EXERCISE 1
Render the stored records as a Markdown table with the columns "No." and "Line", giving each nonblank line of the records its own row and skipping blank lines.

┌─ SOURCE EXTRACT

Download the notebook here

How to use logging#

Estimagic can keep a persistent log of the parameter and criterion values tried out by an optimizer. For this we use an sqlite database, which makes it easy to read from and write to the log-file from several processes or threads. Moreover, it is possible to retrieve data from the log-file without ever loading it into memory, which might be relevant for very long running optimizations.

The log-file is updated instantly when new information becomes available. Thus, no data is lost when an optimization has to be aborted or a server is shut down for maintenance.

The sqlite database is also used to exchange data between the optimization and the dashboard.

In addition to parameters and criterion values, we also save all arguments to a maximize or minimize in the database as well as other information in the database that can help to reproduce an optimization result.

Turn logging on or off#

logging is an optional argument of maximize or minimize. It can be a string or pathlib.Path that specifies the path to a sqlite3 database. Typically, those files have the file extension .db. If the file does not exist, it will be created for you.

We encourage users to always use logging. However, it introduces a small overhead of about 5 milliseconds for each evaluation of the criterion function. If this is too much, you can turn logging off by specifying logging=False

Reading the log#

The most convenient way of displaying the content of the log file is the dashboard. However, sometimes you need to access the content of a specific iteration. Examples are: - You want to re-start the optimization from the last or some other parameter vector - You want to find a parameter vector that caused an error in order to investigate that error - You want to visualize the fit of your model at a specific parameter vector in a way that is not yet supported in the dashboard.

└─

EXERCISE 2
Set down a passage of the logging guide verbatim: begin at the words "logging is an" and stop after "created for you.".

┌─ EXERCISE INPUTS

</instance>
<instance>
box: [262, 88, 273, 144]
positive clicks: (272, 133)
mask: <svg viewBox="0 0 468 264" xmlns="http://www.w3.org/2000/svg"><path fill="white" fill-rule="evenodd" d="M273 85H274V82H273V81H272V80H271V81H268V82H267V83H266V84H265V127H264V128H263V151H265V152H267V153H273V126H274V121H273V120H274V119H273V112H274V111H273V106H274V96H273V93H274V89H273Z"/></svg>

└─

WRITTEN REPLY 1
| No. | Line |
|---|---|
| 1 | </instance> |
| 2 | <instance> |
| 3 | box: [262, 88, 273, 144] |
| 4 | positive clicks: (272, 133) |
| 5 | mask: <svg viewBox="0 0 468 264" xmlns="http://www.w3.org/2000/svg"><path fill="white" fill-rule="evenodd" d="M273 85H274V82H273V81H272V80H271V81H268V82H267V83H266V84H265V127H264V128H263V151H265V152H267V153H273V126H274V121H273V120H274V119H273V112H274V111H273V106H274V96H273V93H274V89H273Z"/></svg> |

WRITTEN REPLY 2
logging is an optional argument of maximize or minimize. It can be a string or pathlib.Path that specifies the path to a sqlite3 database. Typically, those files have the file extension .db. If the file does not exist, it will be created for you.